It may be stated by analogy that the Commission en banc when passing upon a motion for reconsideration of a decision rendered by a division, as in the case at bar, occupies the position of a reviewing court and hence would ordinarily be bound by the factual findings made in the decision, save in the well known exceptions where such findings are grounded entirely on speculation, surmises or conjectures, or are based on an inference that is manifestly mistaken, absurd or impossible or are conflicting; or when the decision of the division is based on misapprehension of facts or mistake or the findings of fact made are contrary to the admissions of the parties. 9 No such exceptions apply here.

Dataset |
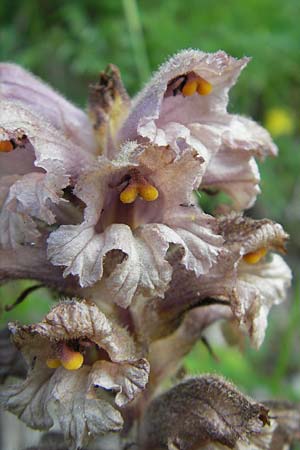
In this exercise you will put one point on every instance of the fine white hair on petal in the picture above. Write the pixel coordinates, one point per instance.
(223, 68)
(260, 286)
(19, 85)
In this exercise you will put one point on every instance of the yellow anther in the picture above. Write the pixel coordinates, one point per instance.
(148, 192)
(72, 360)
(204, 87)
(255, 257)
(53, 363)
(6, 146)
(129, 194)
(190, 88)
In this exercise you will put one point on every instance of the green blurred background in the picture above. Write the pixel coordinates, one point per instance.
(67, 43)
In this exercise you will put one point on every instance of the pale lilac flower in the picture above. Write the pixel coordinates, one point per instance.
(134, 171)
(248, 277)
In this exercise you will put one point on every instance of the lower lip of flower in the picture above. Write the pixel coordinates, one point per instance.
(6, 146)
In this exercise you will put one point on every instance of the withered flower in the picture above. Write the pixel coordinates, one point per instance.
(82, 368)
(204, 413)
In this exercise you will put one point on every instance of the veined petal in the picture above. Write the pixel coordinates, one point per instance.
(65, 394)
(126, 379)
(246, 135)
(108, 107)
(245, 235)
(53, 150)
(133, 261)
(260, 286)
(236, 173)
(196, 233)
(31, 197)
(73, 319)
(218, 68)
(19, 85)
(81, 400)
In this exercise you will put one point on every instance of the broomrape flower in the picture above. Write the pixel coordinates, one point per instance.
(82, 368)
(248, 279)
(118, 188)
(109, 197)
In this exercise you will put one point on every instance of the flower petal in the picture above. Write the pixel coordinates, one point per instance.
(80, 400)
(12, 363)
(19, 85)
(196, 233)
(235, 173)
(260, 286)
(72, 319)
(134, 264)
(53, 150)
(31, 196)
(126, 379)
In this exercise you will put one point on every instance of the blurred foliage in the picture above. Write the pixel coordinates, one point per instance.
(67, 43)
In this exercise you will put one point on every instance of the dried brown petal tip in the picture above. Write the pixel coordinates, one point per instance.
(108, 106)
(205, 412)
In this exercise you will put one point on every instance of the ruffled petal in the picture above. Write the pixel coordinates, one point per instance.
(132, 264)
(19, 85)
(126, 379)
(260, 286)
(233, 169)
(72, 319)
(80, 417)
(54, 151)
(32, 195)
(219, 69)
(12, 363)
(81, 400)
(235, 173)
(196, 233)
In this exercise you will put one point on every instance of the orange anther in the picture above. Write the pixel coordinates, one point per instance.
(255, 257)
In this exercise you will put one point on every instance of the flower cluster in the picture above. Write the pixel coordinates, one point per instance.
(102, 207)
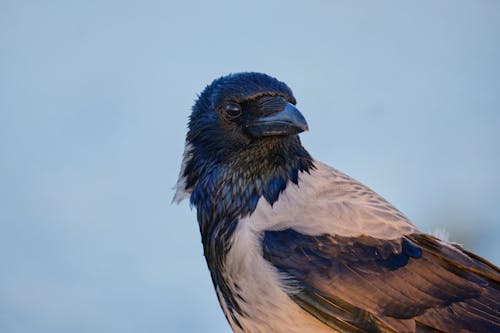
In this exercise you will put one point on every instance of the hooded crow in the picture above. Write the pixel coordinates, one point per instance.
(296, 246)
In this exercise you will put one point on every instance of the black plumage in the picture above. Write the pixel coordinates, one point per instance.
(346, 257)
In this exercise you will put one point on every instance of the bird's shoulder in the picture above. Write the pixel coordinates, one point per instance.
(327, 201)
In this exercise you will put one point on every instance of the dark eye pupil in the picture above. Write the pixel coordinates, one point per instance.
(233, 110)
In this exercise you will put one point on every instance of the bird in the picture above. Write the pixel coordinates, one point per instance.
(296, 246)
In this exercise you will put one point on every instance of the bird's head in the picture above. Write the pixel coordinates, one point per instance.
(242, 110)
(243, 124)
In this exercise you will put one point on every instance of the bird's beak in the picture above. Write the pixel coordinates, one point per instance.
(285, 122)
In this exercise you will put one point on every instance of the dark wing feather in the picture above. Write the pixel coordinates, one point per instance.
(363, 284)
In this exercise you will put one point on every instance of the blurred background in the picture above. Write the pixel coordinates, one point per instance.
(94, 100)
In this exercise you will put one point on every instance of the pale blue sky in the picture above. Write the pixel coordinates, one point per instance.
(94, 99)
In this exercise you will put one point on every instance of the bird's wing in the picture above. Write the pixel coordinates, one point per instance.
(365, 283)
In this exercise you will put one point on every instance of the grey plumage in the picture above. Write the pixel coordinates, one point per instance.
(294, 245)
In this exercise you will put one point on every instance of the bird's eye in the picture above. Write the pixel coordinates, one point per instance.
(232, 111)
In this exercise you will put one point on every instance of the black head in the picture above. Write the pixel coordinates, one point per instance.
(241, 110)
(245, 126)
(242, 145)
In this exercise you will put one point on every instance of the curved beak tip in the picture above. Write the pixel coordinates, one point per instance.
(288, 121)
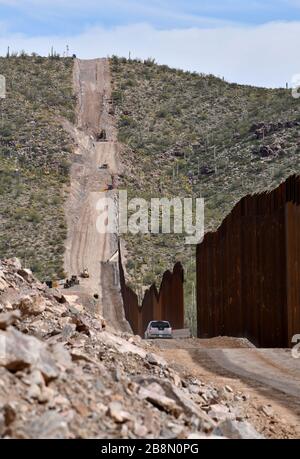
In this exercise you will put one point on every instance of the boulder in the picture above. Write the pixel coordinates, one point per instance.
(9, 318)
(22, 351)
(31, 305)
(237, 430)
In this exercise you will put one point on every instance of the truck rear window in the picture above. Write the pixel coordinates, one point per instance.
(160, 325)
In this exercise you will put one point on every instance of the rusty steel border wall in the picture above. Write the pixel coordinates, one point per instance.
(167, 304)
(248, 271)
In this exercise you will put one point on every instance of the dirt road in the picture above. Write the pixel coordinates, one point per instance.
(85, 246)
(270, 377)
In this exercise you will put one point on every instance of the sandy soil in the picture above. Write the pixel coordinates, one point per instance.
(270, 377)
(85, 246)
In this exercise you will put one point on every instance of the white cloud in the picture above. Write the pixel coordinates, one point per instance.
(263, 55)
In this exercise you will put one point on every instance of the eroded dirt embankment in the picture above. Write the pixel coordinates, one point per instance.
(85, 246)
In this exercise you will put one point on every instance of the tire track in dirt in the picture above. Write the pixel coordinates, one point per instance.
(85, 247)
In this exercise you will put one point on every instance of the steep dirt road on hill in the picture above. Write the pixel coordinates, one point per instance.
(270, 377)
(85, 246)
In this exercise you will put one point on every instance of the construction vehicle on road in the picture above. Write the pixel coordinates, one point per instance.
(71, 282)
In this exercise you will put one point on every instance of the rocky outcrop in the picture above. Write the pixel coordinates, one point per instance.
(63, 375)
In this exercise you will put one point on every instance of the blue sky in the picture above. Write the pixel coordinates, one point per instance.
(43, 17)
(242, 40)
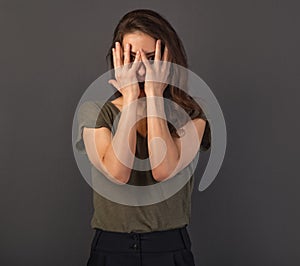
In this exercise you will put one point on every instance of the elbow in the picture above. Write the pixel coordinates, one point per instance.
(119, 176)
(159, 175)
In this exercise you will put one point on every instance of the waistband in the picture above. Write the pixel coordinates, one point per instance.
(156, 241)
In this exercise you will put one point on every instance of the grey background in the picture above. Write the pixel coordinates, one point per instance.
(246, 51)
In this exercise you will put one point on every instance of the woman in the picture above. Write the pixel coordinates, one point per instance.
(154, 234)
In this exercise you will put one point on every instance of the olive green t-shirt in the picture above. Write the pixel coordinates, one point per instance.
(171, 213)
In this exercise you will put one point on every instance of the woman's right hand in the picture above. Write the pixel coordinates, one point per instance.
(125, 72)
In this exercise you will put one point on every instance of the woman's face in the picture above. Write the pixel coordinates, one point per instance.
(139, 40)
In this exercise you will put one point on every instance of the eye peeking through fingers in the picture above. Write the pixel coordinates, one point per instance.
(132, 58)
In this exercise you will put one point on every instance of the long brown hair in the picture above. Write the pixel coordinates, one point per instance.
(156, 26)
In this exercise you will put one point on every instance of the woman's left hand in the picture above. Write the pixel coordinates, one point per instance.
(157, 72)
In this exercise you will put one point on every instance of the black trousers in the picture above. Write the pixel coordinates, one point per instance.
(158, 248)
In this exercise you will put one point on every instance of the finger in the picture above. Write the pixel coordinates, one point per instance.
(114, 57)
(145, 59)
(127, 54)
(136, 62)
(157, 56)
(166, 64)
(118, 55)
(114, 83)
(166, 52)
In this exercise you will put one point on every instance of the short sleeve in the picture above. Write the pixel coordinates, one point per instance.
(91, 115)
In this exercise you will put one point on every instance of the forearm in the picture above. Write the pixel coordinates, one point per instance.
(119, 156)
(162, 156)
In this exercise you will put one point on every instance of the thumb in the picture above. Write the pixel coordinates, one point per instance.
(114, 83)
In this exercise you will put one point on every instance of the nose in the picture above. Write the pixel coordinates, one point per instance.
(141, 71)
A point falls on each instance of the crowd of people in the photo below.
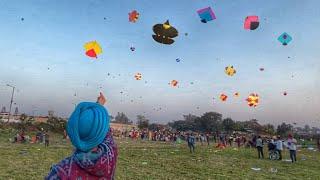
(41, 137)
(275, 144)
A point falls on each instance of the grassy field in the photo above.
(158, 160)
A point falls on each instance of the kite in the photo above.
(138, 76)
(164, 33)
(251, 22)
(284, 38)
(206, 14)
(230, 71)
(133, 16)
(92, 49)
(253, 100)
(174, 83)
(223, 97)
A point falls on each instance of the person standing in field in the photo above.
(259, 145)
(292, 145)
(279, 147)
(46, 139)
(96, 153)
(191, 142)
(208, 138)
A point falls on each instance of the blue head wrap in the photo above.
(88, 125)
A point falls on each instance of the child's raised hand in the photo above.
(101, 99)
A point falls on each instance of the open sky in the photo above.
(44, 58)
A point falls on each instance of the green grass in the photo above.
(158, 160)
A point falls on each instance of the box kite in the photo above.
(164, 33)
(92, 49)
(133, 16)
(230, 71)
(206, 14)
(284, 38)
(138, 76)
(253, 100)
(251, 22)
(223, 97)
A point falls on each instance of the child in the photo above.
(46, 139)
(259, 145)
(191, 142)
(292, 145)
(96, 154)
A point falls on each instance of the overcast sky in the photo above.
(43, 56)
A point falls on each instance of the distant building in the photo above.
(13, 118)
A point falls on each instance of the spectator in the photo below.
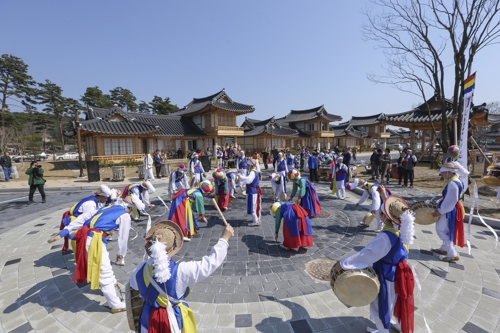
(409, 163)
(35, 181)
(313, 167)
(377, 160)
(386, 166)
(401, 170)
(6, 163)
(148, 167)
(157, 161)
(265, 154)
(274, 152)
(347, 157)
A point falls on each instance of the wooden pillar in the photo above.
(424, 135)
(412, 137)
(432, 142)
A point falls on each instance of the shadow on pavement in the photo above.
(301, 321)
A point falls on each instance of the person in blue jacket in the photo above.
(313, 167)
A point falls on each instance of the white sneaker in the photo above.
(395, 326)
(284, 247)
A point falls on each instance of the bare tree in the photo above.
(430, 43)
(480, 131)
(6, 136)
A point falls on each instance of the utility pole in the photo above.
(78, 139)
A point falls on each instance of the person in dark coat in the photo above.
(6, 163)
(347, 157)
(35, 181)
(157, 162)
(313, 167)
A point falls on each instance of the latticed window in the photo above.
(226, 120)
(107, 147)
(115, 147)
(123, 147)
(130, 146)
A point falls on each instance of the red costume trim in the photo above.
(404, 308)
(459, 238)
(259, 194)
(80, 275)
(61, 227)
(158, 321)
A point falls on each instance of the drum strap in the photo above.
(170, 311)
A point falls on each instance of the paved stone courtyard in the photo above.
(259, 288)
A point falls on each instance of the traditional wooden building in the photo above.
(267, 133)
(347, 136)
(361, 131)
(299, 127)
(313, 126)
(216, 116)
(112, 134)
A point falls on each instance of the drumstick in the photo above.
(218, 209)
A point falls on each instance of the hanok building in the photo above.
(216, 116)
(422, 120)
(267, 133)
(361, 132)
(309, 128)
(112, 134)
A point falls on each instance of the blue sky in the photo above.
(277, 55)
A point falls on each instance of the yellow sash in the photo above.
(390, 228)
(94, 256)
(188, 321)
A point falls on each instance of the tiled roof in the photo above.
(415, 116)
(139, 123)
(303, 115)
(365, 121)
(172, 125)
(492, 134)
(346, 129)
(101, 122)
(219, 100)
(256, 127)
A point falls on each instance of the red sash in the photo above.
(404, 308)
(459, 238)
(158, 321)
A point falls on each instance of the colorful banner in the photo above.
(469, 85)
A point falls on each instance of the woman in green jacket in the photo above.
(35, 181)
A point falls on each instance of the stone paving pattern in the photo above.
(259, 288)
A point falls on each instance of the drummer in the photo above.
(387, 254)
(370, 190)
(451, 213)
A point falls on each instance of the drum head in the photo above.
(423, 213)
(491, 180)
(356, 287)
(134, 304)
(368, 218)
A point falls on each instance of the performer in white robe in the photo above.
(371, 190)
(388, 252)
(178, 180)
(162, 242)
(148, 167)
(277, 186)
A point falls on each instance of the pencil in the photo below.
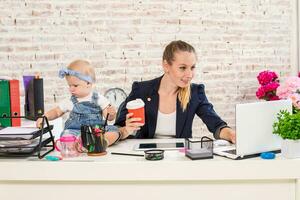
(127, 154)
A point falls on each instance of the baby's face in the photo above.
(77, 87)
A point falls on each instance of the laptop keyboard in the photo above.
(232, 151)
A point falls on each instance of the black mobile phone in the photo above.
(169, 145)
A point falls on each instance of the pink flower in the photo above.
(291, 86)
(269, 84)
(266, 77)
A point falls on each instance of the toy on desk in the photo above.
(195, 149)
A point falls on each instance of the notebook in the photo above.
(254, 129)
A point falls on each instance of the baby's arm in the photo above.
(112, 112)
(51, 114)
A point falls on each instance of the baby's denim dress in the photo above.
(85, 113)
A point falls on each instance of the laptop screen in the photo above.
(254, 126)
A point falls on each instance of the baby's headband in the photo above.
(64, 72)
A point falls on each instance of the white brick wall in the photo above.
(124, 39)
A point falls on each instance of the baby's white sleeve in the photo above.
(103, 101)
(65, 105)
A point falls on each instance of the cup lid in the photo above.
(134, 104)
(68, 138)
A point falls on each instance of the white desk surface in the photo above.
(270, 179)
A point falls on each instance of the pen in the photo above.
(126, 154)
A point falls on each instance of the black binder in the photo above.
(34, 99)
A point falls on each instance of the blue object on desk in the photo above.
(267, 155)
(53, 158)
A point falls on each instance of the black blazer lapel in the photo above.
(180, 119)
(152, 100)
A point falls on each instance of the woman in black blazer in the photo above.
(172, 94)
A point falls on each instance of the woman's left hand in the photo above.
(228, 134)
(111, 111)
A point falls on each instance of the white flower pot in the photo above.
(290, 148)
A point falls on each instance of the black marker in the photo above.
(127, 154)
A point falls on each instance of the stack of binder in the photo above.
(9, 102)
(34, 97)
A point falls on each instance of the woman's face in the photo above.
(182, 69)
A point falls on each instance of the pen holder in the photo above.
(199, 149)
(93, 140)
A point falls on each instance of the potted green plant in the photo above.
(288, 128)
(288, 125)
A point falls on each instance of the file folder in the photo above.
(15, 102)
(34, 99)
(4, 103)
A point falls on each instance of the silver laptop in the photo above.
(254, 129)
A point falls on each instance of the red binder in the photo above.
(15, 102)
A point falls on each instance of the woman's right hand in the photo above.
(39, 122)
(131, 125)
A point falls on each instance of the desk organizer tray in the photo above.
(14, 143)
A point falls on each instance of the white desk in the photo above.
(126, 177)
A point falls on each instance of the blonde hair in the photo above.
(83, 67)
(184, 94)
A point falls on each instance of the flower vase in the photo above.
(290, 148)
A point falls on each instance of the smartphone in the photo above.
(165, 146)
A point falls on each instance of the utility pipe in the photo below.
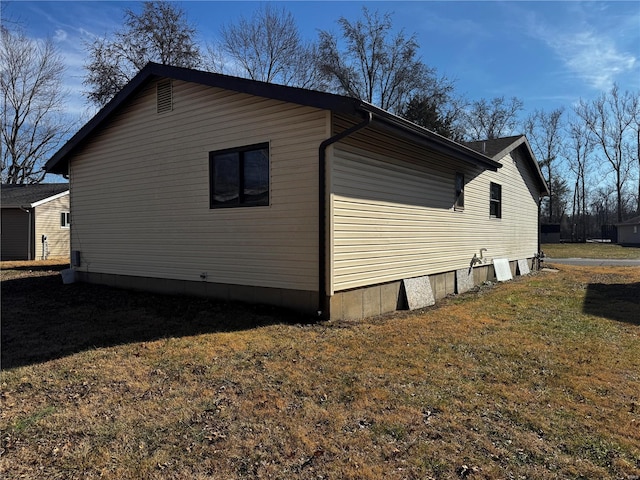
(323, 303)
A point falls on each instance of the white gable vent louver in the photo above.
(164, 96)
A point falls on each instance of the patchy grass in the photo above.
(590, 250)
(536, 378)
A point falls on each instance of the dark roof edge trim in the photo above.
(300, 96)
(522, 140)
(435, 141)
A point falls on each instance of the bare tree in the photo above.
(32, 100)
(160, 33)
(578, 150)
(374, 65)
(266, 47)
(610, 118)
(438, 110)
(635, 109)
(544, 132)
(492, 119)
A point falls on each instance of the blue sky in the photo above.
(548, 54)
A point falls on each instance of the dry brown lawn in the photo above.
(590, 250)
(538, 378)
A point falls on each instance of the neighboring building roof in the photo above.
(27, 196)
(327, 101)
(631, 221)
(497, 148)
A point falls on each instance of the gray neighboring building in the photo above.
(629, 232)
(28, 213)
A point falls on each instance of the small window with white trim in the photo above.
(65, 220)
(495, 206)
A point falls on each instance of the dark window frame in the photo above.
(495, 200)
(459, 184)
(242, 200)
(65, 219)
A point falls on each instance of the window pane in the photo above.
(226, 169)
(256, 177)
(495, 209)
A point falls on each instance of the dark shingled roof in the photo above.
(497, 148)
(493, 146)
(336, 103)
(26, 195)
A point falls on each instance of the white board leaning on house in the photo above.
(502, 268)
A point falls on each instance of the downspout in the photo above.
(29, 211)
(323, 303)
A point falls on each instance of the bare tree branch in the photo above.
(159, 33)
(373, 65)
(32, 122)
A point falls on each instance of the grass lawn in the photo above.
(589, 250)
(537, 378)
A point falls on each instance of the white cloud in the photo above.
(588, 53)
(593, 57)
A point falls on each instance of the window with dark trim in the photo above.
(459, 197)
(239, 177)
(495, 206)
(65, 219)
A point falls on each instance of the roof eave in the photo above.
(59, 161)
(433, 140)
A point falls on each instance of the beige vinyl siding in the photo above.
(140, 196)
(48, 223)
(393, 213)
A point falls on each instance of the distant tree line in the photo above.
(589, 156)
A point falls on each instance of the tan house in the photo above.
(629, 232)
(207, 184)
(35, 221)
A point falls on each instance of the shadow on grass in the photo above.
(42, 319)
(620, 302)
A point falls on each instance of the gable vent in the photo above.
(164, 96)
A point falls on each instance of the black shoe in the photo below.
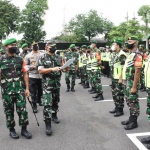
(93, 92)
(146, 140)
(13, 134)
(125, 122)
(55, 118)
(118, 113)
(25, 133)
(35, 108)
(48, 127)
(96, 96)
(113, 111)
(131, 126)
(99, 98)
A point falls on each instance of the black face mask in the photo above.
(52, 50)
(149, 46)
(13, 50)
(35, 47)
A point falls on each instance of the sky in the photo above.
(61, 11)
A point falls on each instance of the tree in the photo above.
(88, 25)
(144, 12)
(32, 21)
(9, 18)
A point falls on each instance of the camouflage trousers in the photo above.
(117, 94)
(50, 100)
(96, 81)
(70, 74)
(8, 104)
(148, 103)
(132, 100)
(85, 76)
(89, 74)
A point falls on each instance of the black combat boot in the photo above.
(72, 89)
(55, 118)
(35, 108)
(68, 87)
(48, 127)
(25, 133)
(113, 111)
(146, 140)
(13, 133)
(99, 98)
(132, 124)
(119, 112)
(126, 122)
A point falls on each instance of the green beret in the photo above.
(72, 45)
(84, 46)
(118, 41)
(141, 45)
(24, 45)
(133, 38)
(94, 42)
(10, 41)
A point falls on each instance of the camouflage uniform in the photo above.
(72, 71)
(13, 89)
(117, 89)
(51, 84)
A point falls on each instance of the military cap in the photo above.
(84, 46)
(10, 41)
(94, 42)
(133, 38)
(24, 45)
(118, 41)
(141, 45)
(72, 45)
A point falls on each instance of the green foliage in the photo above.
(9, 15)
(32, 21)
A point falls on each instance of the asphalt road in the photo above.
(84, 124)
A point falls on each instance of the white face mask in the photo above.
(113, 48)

Task goal | Reproduce, word for word, the entire passage about the Commission en banc reviewing a division's factual findings.

Answer to this problem |
It may be stated by analogy that the Commission en banc when passing upon a motion for reconsideration of a decision rendered by a division, as in the case at bar, occupies the position of a reviewing court and hence would ordinarily be bound by the factual findings made in the decision, save in the well known exceptions where such findings are grounded entirely on speculation, surmises or conjectures, or are based on an inference that is manifestly mistaken, absurd or impossible or are conflicting; or when the decision of the division is based on misapprehension of facts or mistake or the findings of fact made are contrary to the admissions of the parties. 9 No such exceptions apply here.